STATED EXERCISE: Please reproduce the stretch of the listing below from the line containing "the white lane" through the end of the listing, keeping each line unchanged.

[EXTRACTED MATERIAL start]

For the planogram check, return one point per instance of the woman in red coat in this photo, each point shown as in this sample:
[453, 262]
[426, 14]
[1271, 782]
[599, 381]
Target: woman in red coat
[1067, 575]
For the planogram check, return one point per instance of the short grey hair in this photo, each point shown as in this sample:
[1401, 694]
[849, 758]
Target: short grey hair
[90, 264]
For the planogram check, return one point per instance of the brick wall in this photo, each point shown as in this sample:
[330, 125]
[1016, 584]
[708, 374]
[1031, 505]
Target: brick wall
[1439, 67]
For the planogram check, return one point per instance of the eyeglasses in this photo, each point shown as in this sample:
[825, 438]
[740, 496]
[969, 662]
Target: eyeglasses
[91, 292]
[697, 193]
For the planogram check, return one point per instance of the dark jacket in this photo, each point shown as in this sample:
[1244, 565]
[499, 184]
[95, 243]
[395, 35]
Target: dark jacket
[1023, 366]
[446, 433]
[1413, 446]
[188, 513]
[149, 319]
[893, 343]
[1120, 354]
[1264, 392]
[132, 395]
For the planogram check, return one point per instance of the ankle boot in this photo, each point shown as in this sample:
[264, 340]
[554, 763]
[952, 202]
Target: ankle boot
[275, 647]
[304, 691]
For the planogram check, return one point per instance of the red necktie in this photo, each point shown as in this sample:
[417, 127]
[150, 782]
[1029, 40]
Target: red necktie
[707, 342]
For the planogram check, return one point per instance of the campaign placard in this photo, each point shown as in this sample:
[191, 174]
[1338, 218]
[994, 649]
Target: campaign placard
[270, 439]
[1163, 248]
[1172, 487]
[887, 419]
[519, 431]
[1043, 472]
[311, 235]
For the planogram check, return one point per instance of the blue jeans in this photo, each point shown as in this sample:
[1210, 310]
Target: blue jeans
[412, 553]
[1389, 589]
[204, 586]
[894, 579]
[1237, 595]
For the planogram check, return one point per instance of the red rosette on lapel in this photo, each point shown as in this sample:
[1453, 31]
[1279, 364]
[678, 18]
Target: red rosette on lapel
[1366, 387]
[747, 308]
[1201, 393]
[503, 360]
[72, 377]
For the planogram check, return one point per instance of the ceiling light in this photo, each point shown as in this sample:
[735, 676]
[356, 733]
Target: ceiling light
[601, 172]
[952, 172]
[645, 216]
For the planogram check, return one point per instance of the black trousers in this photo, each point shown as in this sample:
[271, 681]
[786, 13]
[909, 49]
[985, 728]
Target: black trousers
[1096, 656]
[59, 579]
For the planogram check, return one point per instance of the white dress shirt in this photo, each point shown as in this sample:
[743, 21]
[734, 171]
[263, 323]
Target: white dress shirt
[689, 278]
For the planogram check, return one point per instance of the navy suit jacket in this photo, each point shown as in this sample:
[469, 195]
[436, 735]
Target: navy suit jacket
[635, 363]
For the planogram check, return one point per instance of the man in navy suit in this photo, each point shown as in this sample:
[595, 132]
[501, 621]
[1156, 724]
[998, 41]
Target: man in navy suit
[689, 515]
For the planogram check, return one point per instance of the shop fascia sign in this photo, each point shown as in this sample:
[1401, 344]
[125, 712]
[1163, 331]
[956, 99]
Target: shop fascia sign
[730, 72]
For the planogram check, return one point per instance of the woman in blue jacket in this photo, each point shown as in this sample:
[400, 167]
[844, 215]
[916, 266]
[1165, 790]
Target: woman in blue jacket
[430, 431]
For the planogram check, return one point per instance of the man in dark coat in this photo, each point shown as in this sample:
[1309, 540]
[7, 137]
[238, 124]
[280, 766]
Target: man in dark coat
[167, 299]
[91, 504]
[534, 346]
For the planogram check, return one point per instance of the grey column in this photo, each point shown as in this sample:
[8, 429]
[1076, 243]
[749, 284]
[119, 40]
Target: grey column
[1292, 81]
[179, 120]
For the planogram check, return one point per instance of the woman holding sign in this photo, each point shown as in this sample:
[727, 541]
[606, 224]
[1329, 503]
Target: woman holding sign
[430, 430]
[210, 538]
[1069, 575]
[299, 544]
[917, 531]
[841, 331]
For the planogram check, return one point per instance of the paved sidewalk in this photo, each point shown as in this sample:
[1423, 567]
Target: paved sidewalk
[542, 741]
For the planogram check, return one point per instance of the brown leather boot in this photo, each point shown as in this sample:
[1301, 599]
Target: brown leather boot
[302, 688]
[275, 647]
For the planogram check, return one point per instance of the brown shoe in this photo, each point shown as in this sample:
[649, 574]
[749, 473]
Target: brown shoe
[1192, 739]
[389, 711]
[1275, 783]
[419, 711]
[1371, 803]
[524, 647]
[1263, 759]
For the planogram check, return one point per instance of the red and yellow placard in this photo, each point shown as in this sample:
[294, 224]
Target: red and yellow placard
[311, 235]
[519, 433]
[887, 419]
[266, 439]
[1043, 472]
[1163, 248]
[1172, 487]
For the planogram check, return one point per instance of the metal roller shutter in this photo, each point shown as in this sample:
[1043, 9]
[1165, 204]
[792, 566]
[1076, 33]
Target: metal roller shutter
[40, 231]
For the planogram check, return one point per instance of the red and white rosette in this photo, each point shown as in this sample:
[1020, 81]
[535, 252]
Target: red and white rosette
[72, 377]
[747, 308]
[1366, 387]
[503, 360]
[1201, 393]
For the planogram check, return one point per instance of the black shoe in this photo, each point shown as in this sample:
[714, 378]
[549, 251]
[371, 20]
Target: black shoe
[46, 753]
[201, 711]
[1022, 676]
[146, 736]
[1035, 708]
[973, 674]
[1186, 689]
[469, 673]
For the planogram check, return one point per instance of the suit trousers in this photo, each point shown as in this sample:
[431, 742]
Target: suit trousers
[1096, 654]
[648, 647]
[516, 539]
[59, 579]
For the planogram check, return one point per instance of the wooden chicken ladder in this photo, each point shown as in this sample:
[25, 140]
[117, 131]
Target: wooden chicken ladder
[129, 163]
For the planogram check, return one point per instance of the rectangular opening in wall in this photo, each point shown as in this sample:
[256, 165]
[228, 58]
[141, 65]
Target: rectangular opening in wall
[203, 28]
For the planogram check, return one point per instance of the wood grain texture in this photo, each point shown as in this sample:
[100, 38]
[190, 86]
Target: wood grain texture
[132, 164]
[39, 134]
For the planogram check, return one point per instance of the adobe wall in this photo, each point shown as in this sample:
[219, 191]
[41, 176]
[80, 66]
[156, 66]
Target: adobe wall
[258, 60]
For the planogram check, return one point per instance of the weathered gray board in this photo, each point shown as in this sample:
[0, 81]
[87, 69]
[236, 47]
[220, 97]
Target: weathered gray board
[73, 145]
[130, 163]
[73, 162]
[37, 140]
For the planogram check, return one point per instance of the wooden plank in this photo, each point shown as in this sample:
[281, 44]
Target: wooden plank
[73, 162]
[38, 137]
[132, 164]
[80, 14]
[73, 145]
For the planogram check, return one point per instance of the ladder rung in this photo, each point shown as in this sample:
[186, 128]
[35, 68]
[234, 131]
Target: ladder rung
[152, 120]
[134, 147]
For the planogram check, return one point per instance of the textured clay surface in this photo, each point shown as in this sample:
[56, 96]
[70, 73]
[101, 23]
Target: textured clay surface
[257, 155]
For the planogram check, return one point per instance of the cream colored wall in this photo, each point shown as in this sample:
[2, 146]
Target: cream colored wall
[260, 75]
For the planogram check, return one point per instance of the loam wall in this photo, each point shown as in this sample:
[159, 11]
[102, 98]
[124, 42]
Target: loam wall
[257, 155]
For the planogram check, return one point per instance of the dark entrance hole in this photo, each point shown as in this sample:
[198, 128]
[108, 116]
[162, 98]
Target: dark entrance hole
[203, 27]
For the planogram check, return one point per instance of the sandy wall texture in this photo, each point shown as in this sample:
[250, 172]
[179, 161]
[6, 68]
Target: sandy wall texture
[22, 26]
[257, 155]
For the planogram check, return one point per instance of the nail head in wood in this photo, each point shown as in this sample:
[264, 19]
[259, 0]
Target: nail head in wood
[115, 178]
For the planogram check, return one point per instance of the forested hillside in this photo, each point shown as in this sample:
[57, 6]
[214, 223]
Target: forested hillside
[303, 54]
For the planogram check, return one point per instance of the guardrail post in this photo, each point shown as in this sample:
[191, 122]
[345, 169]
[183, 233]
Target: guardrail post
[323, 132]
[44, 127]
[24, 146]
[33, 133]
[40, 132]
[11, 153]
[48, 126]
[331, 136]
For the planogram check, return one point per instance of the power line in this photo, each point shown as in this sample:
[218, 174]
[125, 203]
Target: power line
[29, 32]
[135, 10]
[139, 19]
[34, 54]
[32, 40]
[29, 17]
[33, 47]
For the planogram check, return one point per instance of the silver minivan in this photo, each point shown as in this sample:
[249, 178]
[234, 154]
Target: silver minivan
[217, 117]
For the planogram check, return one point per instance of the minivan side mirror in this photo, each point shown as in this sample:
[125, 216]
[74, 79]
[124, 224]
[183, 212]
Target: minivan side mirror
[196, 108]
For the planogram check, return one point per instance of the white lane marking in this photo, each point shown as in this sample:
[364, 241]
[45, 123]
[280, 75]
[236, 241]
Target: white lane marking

[EXTRACTED MATERIAL end]

THE COMPLETED TASK:
For the planogram check, return one point per instance of the white lane marking in this photo, each point shown as in this sample:
[364, 241]
[45, 123]
[280, 75]
[236, 241]
Target: white lane marking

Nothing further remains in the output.